Excerpt »
# # #
Bruce Springsteen and Patti Scialfa
Bruce Springsteen's "Born in the USA" was absolutely huge. The 1984 album generated seven Top 10 hits and sold 17 million copies. Then Springsteen and his long-serving troupe of backing musicians, the E Street Band, hit the road for a globe-trotting tour — which became one of the most lucrative of the '80s at the time, making $90 million — in support of the album. Just before the quest, the E Street Band welcomed a crucial new addition: backing vocalist Patti Scialfa.
At the time, Springsteen was in a relationship with actor Julianne Phillips; the couple married in 1985. Simultaneously, Springsteen and Scialfa were developing feelings for one another while performing side by side on stage most nights. Soon after photographers captured photos of the two musicians snuggling publicly, Springsteen and Phillips separated, followed by a divorce filing that was finalized a year later. Free to pursue his relationship with Scialfa, Springsteen married his bandmate in 1991, a year after they had their first child together.
# # #
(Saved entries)
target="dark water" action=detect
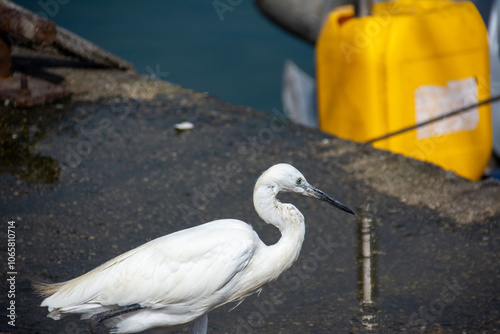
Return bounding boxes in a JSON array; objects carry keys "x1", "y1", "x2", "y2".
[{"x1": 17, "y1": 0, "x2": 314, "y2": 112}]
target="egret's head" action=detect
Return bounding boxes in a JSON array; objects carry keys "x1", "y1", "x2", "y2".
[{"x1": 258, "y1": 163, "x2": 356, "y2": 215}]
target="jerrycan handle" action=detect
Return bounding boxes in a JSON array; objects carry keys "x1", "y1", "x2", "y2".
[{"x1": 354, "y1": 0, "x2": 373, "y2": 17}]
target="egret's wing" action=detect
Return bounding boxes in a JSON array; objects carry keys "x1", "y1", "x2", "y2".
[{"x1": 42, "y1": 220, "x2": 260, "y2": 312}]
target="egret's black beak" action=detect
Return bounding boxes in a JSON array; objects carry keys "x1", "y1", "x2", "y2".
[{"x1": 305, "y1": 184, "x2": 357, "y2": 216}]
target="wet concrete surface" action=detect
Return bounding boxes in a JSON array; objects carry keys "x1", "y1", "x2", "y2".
# # #
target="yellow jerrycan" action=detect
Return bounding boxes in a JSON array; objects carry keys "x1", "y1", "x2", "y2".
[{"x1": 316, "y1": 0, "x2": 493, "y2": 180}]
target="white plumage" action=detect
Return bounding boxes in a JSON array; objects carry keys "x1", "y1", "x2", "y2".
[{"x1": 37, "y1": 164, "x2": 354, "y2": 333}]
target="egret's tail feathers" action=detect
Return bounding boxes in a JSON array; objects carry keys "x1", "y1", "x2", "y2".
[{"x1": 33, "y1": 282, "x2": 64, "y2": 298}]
# # #
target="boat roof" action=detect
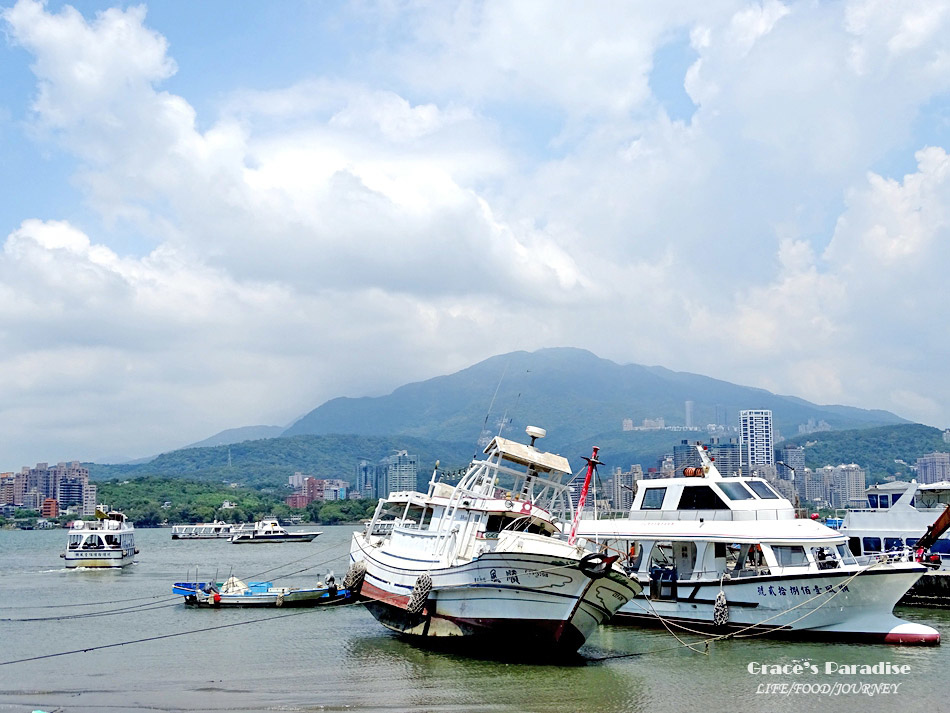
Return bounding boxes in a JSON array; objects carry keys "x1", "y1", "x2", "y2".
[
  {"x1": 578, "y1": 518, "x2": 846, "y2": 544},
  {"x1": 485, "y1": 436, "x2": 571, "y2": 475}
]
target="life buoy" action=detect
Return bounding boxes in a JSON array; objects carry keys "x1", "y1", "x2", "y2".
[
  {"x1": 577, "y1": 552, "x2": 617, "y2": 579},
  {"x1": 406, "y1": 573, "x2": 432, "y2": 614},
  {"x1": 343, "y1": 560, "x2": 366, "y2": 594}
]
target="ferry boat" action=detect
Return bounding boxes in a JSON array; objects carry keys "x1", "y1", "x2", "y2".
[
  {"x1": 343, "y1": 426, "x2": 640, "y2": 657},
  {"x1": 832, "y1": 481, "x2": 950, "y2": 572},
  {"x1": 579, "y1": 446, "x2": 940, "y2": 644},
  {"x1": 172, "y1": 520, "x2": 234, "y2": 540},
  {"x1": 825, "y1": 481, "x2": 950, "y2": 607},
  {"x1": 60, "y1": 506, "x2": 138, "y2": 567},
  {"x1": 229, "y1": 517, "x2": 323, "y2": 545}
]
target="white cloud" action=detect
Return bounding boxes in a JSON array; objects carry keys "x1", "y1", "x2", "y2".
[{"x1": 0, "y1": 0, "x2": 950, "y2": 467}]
# # #
Required tasks »
1 – Condense the paragraph of the Springsteen and Scialfa excerpt that begins "At the time, Springsteen was in a relationship" into a short list that keeps its main facts.
2 – Reproduce everything in the Springsteen and Scialfa excerpt from "Bruce Springsteen and" down to "vocalist Patti Scialfa.", word for word.
This data comes from a source other than the excerpt about Springsteen and Scialfa.

Solutions per task »
1 –
- Springsteen was in a relationship with actor Julianne Phillips, and they married in 1985.
- Meanwhile, Springsteen and Scialfa developed feelings for each other while performing side by side on stage most nights.
- After photographers captured the two snuggling in public, Springsteen and Phillips separated, and their divorce was finalized a year later.
- Springsteen married Scialfa in 1991, a year after they had their first child together.

2 –
Bruce Springsteen and Patti Scialfa
Bruce Springsteen's "Born in the USA" was absolutely huge. The 1984 album generated seven Top 10 hits and sold 17 million copies. Then Springsteen and his long-serving troupe of backing musicians, the E Street Band, hit the road for a globe-trotting tour — which became one of the most lucrative of the '80s at the time, making $90 million — in support of the album. Just before the quest, the E Street Band welcomed a crucial new addition: backing vocalist Patti Scialfa.